The poem consists of 522 lines of rhyming couplets; it supplements Duncombe's, and discusses more contemporary writers. Among the poets referred to are Lucy Aikin, Anna Laetitia Barbauld, Mary Chudleigh, Sarah Fielding, Anne Killigrew, Catharine Macaulay, Catherine Parr, Helen Maria Williams, and Phillis Wheatley.

Men are also praised: Duncombe; Rev. Thomas Seward, author of The Female Right to Literature, in a Letter to a Young Lady from Florence (1766); William Steele, for his support of his daughter's writing; and Richard Pulteney (1730–1801), a friend and physician who encouraged Scott.

She began a correspondence with Anna Seward, whose father she had praised in The Female Advocate, and Seward's published letters are the source of much that is known of Scott's life. In the preface the Advocate, Scott mentions ongoing ill-health and indeed seems to have been a semi-invalid. She lived with her parents until she was in her thirties, caring for her ailing mother until she died in 1787. Her father died in 1788, and Scott was free after over a decade of courtship to marry John Taylor, a match her mother had opposed when alive.

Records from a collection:

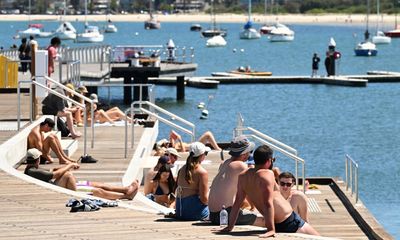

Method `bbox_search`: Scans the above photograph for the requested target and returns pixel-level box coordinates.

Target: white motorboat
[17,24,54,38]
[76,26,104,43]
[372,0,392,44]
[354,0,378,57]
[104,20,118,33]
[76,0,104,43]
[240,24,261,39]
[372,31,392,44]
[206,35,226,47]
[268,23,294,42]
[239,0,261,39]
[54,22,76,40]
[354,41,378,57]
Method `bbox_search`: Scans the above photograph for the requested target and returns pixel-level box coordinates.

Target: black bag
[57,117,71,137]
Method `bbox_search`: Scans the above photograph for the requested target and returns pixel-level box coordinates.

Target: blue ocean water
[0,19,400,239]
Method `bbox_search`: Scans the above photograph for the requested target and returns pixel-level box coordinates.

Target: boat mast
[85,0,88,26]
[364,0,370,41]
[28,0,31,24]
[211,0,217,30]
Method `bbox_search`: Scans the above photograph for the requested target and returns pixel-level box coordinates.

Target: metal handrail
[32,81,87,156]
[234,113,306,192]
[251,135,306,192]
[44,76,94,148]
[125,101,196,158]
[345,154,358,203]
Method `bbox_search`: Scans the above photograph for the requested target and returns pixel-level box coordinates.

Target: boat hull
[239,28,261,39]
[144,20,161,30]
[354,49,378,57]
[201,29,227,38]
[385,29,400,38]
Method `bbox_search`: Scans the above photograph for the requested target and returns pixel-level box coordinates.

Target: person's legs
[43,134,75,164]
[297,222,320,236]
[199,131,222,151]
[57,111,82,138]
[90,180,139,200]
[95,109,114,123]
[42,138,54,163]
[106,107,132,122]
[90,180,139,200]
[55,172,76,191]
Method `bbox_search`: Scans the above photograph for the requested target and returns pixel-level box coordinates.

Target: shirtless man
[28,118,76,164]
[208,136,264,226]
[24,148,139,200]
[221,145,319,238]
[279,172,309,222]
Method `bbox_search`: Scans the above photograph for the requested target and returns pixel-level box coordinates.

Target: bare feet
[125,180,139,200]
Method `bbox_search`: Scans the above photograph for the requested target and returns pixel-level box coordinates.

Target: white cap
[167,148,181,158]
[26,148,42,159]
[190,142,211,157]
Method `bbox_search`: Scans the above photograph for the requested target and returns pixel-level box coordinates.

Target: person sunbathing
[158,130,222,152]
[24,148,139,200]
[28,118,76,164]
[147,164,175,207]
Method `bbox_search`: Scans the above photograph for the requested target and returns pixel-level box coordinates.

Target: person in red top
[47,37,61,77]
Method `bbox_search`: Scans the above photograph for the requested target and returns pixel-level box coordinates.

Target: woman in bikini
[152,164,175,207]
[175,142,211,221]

Task set:
1. According to the passage about Scott and The Female Advocate, in what year did Scott's father die?
2. Continue the passage about Scott and The Female Advocate from the point where it ends.
The rows are not needed for the work that follows.

Answers for this exercise:
1. Scott's father died in 1788.

2.
Scott was part of a circle of Protestant dissenters and was deeply religious; consequently, when her husband, who had formerly convinced her to convert to Unitarianism, embraced Quakerism, she underwent considerable strain. Scott gave birth to a daughter in 1789 and a son in 1791 (her son, John Edward Taylor, went on to found the Manchester Guardian). She died late in her third pregnancy, in 1793, at the age of forty-one.

== Works ==
- Scott, Mary (1775). "The Female Advocate; a poem occasioned by reading Mr. Duncombe's Feminead"
- "Verses Addressed to Miss Seward, on the Publication of her Monody on Major André," The Gentleman's Magazine (June 1783)
- The Messiah. A Poem, in Two Parts. Published for the benefit of the General Hospital at Bath ([Bath]: R. Cruttwell, 1788.)